+++ PAGE EXTRACT

UTI is caused by bacteria, usually by E. Coli. Bladder infection or Cystitis is a common form of UTI. When left untreated, it could cause a kidney infection that can later on develop to more complicated kidney problems.
Having UTI is an inconvenience. Aside from painful and frequent urination, common symptoms include pelvic pain or pain in the back, and cloudy, strange-smelling urine. A urinalysis will confirm the presence of bacteria and blood (if not obvious) in the urine. That's just how simple it could get. I experienced all these in my mild UTI episodes. In 2008, I had the biggest scare of my life when I got high-grade fever and chills. I didn't have difficulty urinating but my hands were sweaty. At the clinic, our family doctor referred me immediately to a urologist knowing my history of recurrent UTI episodes. After my blood and urine samples were tested, that's when I knew that I had another UTI episode. But my urologist was not satisfied with that. He had me tested for kidney infection as well because he said that my symptoms were not for the mild cases anymore. Thank goodness that my kidneys were not-infected.
As it turns out, it is understandable that I get UTI every year because it is more common in women that in men. This is because women have a shorter urethra and the presence of antibacterial substances in male prostatic fluid. UTI is really a curse for women, if you ask me! It commonly affects menopausal women. It is also common among pregnant women because of the pressure of the growing belly on the bladder and urethra. This is a cause of alarm because UTI during pregnancy can lead to high blood pressure and premature childbirth.
UTI is treated with antibiotics. For my latest bout with UTI, my pharmacist sister informed me that the antibiotic my doctor prescribed is already a strong one. I started with the mild antibiotics in my past episodes. I know the drill already. Bacteria can grow a resistance to drugs so it becomes understandable for doctors to prescribe a stronger antibiotic on the next episode.

++++++
+++ PROVIDED RECORDS

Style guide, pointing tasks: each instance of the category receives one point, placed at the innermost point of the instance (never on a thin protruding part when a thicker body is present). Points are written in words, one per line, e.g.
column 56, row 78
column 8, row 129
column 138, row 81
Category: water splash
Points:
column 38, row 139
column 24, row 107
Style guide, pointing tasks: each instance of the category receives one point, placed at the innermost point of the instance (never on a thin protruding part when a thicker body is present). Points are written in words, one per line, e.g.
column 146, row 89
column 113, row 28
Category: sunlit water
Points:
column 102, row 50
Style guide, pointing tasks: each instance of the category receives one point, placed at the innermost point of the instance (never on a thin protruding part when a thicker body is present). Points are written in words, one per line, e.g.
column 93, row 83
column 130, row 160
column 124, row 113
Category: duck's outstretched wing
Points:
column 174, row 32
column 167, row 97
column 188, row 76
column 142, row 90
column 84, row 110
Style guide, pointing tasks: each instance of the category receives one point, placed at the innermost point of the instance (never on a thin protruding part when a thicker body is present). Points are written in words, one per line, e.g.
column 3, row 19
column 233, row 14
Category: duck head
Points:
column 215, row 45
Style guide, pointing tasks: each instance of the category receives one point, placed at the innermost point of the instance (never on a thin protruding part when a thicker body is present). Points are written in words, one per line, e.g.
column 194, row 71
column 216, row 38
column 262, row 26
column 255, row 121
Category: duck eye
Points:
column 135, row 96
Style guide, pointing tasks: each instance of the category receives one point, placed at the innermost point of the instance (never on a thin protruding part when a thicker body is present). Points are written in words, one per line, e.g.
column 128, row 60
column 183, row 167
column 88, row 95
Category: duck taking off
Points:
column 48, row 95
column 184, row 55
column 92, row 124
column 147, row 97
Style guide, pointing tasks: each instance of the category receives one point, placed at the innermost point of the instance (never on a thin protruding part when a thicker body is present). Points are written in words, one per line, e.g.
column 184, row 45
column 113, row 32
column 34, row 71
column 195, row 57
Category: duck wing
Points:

++++++

PROBLEM 1 -
Write out the part of the text on urinary tract infections that opens with the words "As it turns" and closes with "and premature childbirth.".
PROBLEM 2 -
Answer these questions from the text on urinary tract infections:
(a) Which bacterium usually causes UTI?
(b) What reason did the urologist give for also testing for kidney infection?
(c) What can UTI during pregnancy lead to?
PROBLEM 3 -
Carry on the text on urinary tract infections from its final sentence.

WRITTEN RESPONSE 1 -
As it turns out, it is understandable that I get UTI every year because it is more common in women that in men. This is because women have a shorter urethra and the presence of antibacterial substances in male prostatic fluid. UTI is really a curse for women, if you ask me! It commonly affects menopausal women. It is also common among pregnant women because of the pressure of the growing belly on the bladder and urethra. This is a cause of alarm because UTI during pregnancy can lead to high blood pressure and premature childbirth.

WRITTEN RESPONSE 2 -
(a) E. coli.
(b) He said the symptoms were not for the mild cases anymore.
(c) High blood pressure and premature childbirth.

WRITTEN RESPONSE 3 -
The antibiotic treatments I had for UTI were all for seven days. Interestingly, introduced at the event was Monurol (Fosfomycin Trometamol), a single dose medication for UTI. I was really amazed that there is such a drug. Pwede pala yun! I was already thinking of texting my doctor to ask her why she didn't give me Monurol para once lang. I'm always a fan of convenience. By the way, Monurol is distributed here in the Philippines by The Cathay Drug Co., Inc.
Natural options for treating UTI is drinking buko juice (coconut water) or cranberry juice. If you ask me, though, I would still prefer to be treated with antibiotics and these two.
I also drink buko juice often to prevent contracting an infection as much as possible. Drinking a lot of water also works for me because it makes me wiwi more often. Delaying is not an option when I have to pee because, if I do, I'm 100% sure that I'll need to visit my doctor again. And I make sure that when I wipe after I pee, I do it front to back. Most importantly, I avoided wearing panty liners. If ever I need to, I make sure that I use the ionized kind. But that would be for a different post, haha!
I hope I have helped you somehow with the info I got from the symposium and from my experiences. If you're experiencing any of the symptoms I mentioned, please don't hesitate to visit your doctor right away!